-- Begin RAW RECORDS --

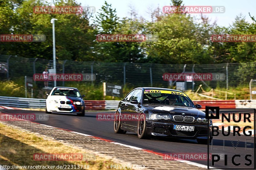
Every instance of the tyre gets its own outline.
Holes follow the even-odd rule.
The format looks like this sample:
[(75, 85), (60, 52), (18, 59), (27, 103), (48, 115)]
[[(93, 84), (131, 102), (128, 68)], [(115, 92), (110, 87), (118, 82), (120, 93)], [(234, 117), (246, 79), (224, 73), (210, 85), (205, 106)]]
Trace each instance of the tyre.
[(47, 105), (46, 105), (45, 107), (45, 113), (48, 113), (48, 114), (51, 113), (52, 112), (48, 112), (47, 111)]
[(116, 112), (115, 115), (114, 121), (114, 132), (116, 133), (125, 134), (126, 131), (121, 129), (121, 122), (120, 121), (120, 116), (118, 112)]
[[(212, 138), (213, 137), (210, 137), (209, 139), (209, 144), (211, 144), (212, 140)], [(197, 143), (200, 144), (207, 144), (207, 139), (196, 139), (196, 141)]]
[(144, 114), (140, 116), (137, 133), (139, 139), (147, 139), (149, 137), (147, 132), (146, 118)]
[(84, 109), (83, 110), (82, 113), (78, 113), (77, 115), (79, 116), (84, 116), (85, 115), (85, 108), (84, 107)]

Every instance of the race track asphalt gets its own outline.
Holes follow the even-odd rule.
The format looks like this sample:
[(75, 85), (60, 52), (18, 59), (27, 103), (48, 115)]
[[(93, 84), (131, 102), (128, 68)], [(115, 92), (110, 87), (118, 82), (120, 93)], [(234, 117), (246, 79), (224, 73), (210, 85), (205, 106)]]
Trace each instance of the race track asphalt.
[[(15, 109), (4, 109), (2, 110), (2, 111), (10, 114), (44, 113), (43, 112)], [(196, 140), (166, 138), (140, 139), (138, 138), (137, 134), (133, 133), (128, 132), (125, 134), (115, 134), (113, 130), (113, 121), (99, 121), (96, 118), (97, 114), (106, 113), (114, 114), (114, 112), (87, 112), (84, 117), (66, 114), (48, 114), (49, 115), (48, 121), (35, 122), (168, 155), (170, 155), (171, 153), (207, 154), (207, 145), (198, 144)], [(220, 130), (219, 132), (221, 134), (221, 131)], [(236, 162), (241, 164), (239, 167), (243, 168), (253, 167), (254, 164), (255, 163), (254, 137), (243, 135), (240, 137), (234, 137), (233, 133), (231, 134), (231, 135), (228, 137), (220, 135), (214, 137), (212, 145), (210, 147), (210, 152), (223, 153), (227, 155), (228, 166), (224, 166), (224, 160), (220, 160), (215, 166), (220, 168), (238, 167), (237, 166), (233, 166), (231, 162), (232, 157), (234, 154), (239, 154), (241, 157), (236, 157), (234, 160)], [(252, 165), (250, 166), (244, 165), (245, 163), (249, 162), (245, 160), (246, 154), (252, 155), (252, 156), (249, 158), (252, 160)], [(207, 165), (207, 161), (205, 160), (188, 160), (205, 165)], [(212, 166), (211, 163), (210, 161), (210, 166)]]

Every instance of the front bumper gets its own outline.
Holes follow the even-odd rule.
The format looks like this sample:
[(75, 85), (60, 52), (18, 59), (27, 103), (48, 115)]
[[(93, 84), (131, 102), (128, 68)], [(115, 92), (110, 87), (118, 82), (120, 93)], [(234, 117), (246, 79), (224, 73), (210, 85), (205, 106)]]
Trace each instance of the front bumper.
[[(169, 137), (183, 139), (196, 139), (207, 138), (209, 129), (211, 134), (212, 125), (209, 128), (207, 124), (199, 124), (195, 123), (184, 123), (178, 122), (163, 123), (146, 121), (147, 130), (148, 134), (152, 136)], [(173, 129), (174, 125), (179, 125), (195, 127), (194, 131), (184, 131)]]
[[(67, 105), (67, 106), (68, 106)], [(84, 110), (84, 106), (82, 105), (72, 105), (70, 108), (63, 108), (60, 107), (60, 106), (56, 106), (54, 108), (52, 108), (50, 111), (57, 112), (58, 112), (69, 113), (81, 113)]]

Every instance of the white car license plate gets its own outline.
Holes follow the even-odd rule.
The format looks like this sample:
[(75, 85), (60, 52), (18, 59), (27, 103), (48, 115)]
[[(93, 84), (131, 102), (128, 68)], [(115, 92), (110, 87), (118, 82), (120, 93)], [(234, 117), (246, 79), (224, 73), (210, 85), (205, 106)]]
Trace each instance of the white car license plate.
[(61, 108), (71, 108), (71, 106), (60, 106)]
[(186, 131), (194, 131), (195, 127), (189, 126), (183, 126), (182, 125), (173, 125), (173, 129), (179, 130), (185, 130)]

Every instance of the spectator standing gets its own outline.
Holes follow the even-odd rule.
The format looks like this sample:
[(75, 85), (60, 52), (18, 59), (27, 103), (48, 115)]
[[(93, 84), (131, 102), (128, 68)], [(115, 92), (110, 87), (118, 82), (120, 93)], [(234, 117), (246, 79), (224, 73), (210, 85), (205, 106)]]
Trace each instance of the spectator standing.
[(47, 68), (45, 68), (43, 72), (44, 79), (44, 87), (48, 87), (48, 75), (49, 72), (47, 71)]

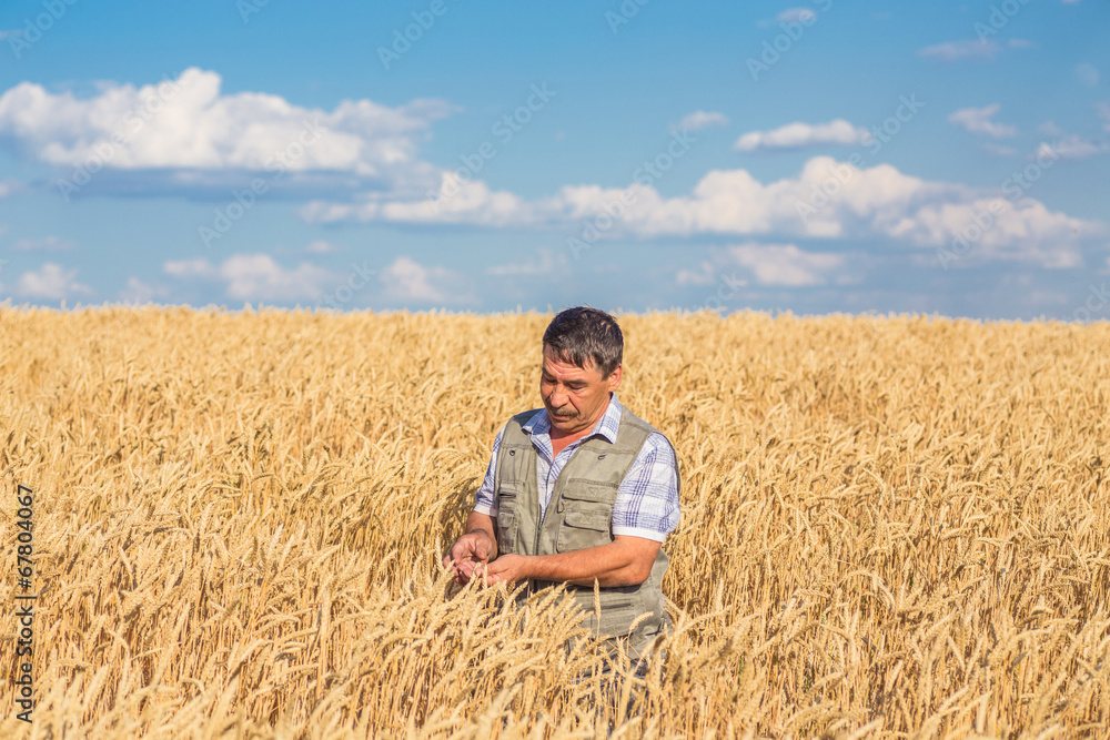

-- End RAW RECORDS --

WHAT YOU WILL DO. Reproduce all of the data above word for word, but leave out the pictures.

WRITTEN RESPONSE.
Every instance of the tyre gets its own outline.
Holes follow the even-odd rule.
The format looks like this sample:
[(75, 85), (60, 52), (18, 59), (27, 103), (48, 115)]
[[(93, 84), (131, 102), (128, 68)], [(115, 92), (110, 87), (118, 82), (120, 93)], [(234, 117), (246, 79), (224, 73), (210, 85), (205, 106)]]
Trace each instance of the tyre.
[(47, 105), (46, 105), (45, 107), (45, 113), (48, 113), (48, 114), (51, 113), (52, 112), (48, 112), (47, 111)]
[(116, 112), (115, 115), (114, 121), (114, 132), (116, 133), (125, 134), (126, 131), (121, 129), (121, 122), (120, 121), (120, 116), (118, 112)]
[[(212, 138), (213, 137), (210, 137), (209, 139), (209, 144), (211, 144), (212, 140)], [(197, 143), (200, 144), (207, 144), (207, 139), (196, 139), (196, 141)]]
[(144, 114), (140, 116), (137, 133), (139, 139), (147, 139), (149, 137), (147, 132), (146, 118)]
[(84, 109), (83, 110), (82, 113), (78, 113), (77, 115), (79, 116), (84, 116), (85, 115), (85, 108), (84, 107)]

Every instance of the race track asphalt gets its own outline.
Holes follow the even-odd rule.
The format looks like this sample:
[(75, 85), (60, 52), (18, 59), (27, 103), (48, 115)]
[[(93, 84), (131, 102), (128, 68)], [(115, 92), (110, 87), (118, 82), (120, 93)], [(234, 117), (246, 79), (224, 73), (210, 85), (205, 106)]]
Trace each instance of the race track asphalt.
[[(15, 109), (4, 109), (2, 110), (2, 111), (10, 114), (44, 113), (43, 112)], [(196, 140), (166, 138), (140, 139), (138, 138), (137, 134), (133, 133), (128, 132), (125, 134), (115, 134), (113, 130), (113, 121), (99, 121), (96, 118), (97, 114), (106, 113), (114, 114), (114, 112), (87, 112), (84, 117), (66, 114), (48, 114), (49, 115), (48, 121), (35, 122), (168, 155), (170, 155), (171, 153), (207, 154), (207, 145), (198, 144)], [(220, 130), (219, 132), (221, 134), (221, 131)], [(236, 162), (241, 164), (239, 167), (243, 168), (253, 167), (254, 164), (255, 163), (254, 137), (243, 135), (240, 137), (234, 137), (233, 133), (231, 134), (231, 135), (228, 137), (220, 135), (214, 137), (212, 145), (210, 147), (210, 152), (223, 153), (227, 155), (228, 166), (224, 166), (224, 160), (220, 160), (215, 166), (220, 168), (238, 167), (237, 166), (233, 166), (231, 162), (232, 157), (234, 154), (239, 154), (241, 157), (236, 157), (234, 160)], [(252, 165), (250, 166), (244, 165), (245, 163), (249, 162), (245, 160), (246, 154), (252, 155), (252, 156), (249, 158), (252, 160)], [(207, 165), (207, 161), (205, 160), (188, 160), (205, 165)], [(212, 166), (211, 163), (210, 161), (210, 166)]]

Every instance of the front bumper gets its own outline.
Holes follow the even-odd rule.
The format looks like this sample:
[(75, 85), (60, 52), (18, 59), (27, 103), (48, 115)]
[[(93, 84), (131, 102), (128, 68)], [(115, 92), (110, 87), (118, 82), (120, 93)], [(234, 117), (246, 79), (224, 73), (210, 85), (205, 106)]]
Trace each instance of the front bumper.
[[(169, 137), (183, 139), (196, 139), (207, 138), (209, 129), (211, 134), (212, 125), (209, 128), (207, 124), (199, 124), (195, 123), (184, 123), (178, 122), (163, 123), (146, 121), (147, 130), (148, 134), (152, 136)], [(173, 129), (174, 125), (179, 125), (195, 127), (194, 131), (184, 131)]]
[[(67, 105), (67, 106), (68, 106)], [(84, 110), (84, 106), (82, 105), (72, 105), (70, 108), (63, 108), (60, 107), (60, 106), (56, 106), (54, 108), (52, 108), (50, 111), (57, 112), (58, 112), (69, 113), (81, 113)]]

Every instance of the white car license plate gets its own outline.
Holes follow the even-odd rule.
The format looks like this sample:
[(75, 85), (60, 52), (18, 59), (27, 103), (48, 115)]
[[(93, 84), (131, 102), (128, 68)], [(115, 92), (110, 87), (118, 82), (120, 93)], [(234, 117), (246, 79), (224, 73), (210, 85), (205, 106)]]
Trace each instance of the white car license plate.
[(61, 108), (71, 108), (71, 106), (60, 106)]
[(186, 131), (194, 131), (195, 127), (189, 126), (183, 126), (182, 125), (173, 125), (173, 129), (179, 130), (185, 130)]

Every instance of the spectator standing gets its own outline.
Holes follow the even-odd rule.
The format looks like this sample:
[(75, 85), (60, 52), (18, 59), (27, 103), (48, 115)]
[[(93, 84), (131, 102), (128, 68)], [(115, 92), (110, 87), (118, 82), (120, 93)], [(234, 117), (246, 79), (224, 73), (210, 85), (205, 106)]]
Trace each instance of the spectator standing.
[(47, 68), (45, 68), (43, 72), (44, 79), (44, 87), (48, 87), (48, 75), (49, 72), (47, 71)]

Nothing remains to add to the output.